La guerra di Troia durò dieci anni; il racconto dell’Iliade copre una cinquantina di giorni. Ma tutto si gioca nei due o tre giorni che seguono la morte di Patroclo, quando Achille rinuncia a tutto per mettersi in cerca del senso ultimo delle cose, per confrontarsi con l’assurdo della condizione umana. Improvvisamente la morte si rivela per quello che è: uno scandalo, che priva di qualunque valore l’esistenza degli uomini, di ciascun singolo essere umano e dell’umanità nel suo insieme. Creature effimere, che un giorno appaiono e un giorno spariranno, riassorbite in un processo di perenne trasformazione. «Come le foglie, così le stirpi di uomini». Che senso ha tutto questo?
Nessuno, è la risposta di Achille, una furia devastatrice che non ha più nulla di umano. Se niente ha senso, tutto deve essere distrutto. Verrebbe voglia di definire Achille il primo nichilista. Di certo il lato oscuro di Darth Vader, con la sua piccola ambizione di dominare l’universo, impallidisce al cospetto di tanta radicalità. Il poema entra in una dimensione onirica, si trasforma in un incubo. Achille uccide tutti quelli che incrociano il suo cammino; combatte con un fiume che è tracimato per i troppi cadaveri; fa scempio del corpo di Ettore. L’Iliade, il poema della forza.

→ Da svolgere:
A) Secondo il brano sull'Iliade, quanti anni durò la guerra di Troia?
B) Converti tutti i record in un CSV a due colonne, intitolate richiesta e risposta, con una riga per ciascun record. Ogni riga deve contenere il testo della richiesta e la relativa risposta, ciascuno in un unico campo tra virgolette e con gli a capo sostituiti da spazi.

→ Materiale fornito:
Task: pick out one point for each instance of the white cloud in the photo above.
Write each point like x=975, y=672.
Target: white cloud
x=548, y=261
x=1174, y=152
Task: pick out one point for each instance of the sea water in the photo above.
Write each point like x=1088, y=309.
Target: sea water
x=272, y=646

→ Soluzioni:
A) La guerra di Troia durò dieci anni.

B)
richiesta,risposta
"Task: pick out one point for each instance of the white cloud in the photo above. Write each point like x=975, y=672. Target: white cloud","x=548, y=261 x=1174, y=152"
"Task: pick out one point for each instance of the sea water in the photo above. Write each point like x=1088, y=309. Target: sea water","x=272, y=646"